La Chine a, quant à elle, la velléité de créer des passages maritimes qui seraient sous son contrôle. Cependant, elle ne s’est pas encore concrétisée, que ce soit pour le canal de Kra, possible alternative à Malacca, ou pour le canal du Nicaragua, possible alternative à celui de Panama.

En revanche, le développement des routes de l’Arctique reste à relativiser. La Russie y prête un intérêt certain, mais vise manifestement le développement économique de la Sibérie et de l’exploitation des ressources naturelles qui s’y trouvent, à l’exemple du gisement de gaz naturel de Yamal. Pour le trafic de transit, il reste le handicap d’une praticabilité aléatoire, ainsi que celui du faible développement des infrastructures maritimes sur les littoraux arctiques. Ainsi, lorsque les compagnies spécialisées dans le conteneur déclarent ne pas vouloir utiliser ces routes, c’est avant tout pour des raisons techniques et économiques.

> TÂCHES À RÉALISER
- a) Réponds à ces questions sur l'extrait :
(i) Quel canal est présenté comme une possible alternative à celui de Panama ?
(ii) Quel gisement de gaz naturel est donné en exemple ?
(iii) Pour quelles raisons, avant tout, les compagnies spécialisées dans le conteneur ne veulent-elles pas utiliser les routes de l'Arctique ?
- b) Recopie le passage de l'extrait compris entre « La Chine a, quant » et « celui de Panama. », ces deux bornes incluses.
Appuie-toi seulement sur l'extrait pour répondre.

> DONNÉES FOURNIES

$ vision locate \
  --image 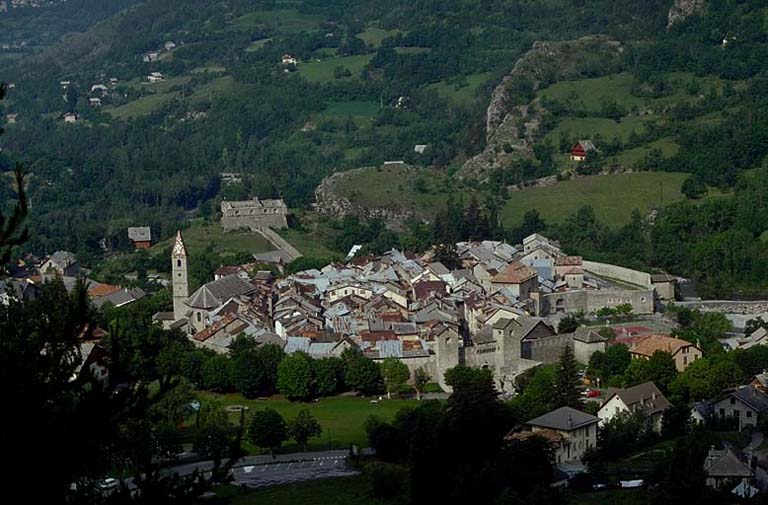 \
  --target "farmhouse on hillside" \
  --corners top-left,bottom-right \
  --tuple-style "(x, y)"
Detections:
(571, 140), (597, 161)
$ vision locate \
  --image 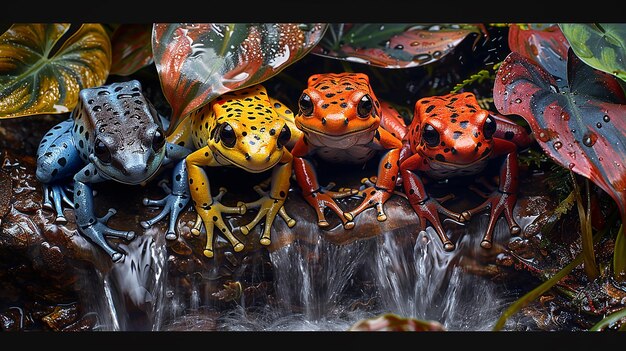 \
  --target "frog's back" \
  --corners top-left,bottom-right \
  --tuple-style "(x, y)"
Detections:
(72, 80), (158, 161)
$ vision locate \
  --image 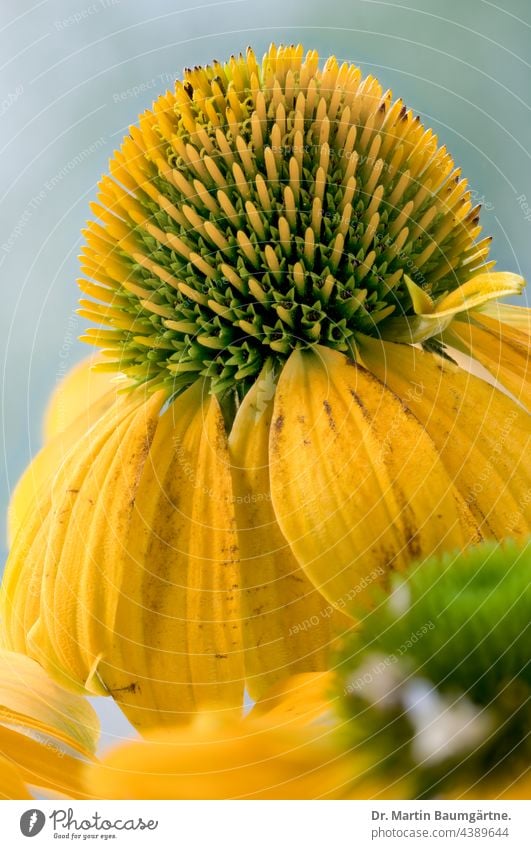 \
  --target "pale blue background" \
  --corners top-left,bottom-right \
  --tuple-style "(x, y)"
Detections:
(0, 0), (531, 735)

> RÉPONSES DONNÉES
- a)
(i) Le canal du Nicaragua.
(ii) Le gisement de Yamal.
(iii) Pour des raisons techniques et économiques.

- b)
La Chine a, quant à elle, la velléité de créer des passages maritimes qui seraient sous son contrôle. Cependant, elle ne s’est pas encore concrétisée, que ce soit pour le canal de Kra, possible alternative à Malacca, ou pour le canal du Nicaragua, possible alternative à celui de Panama.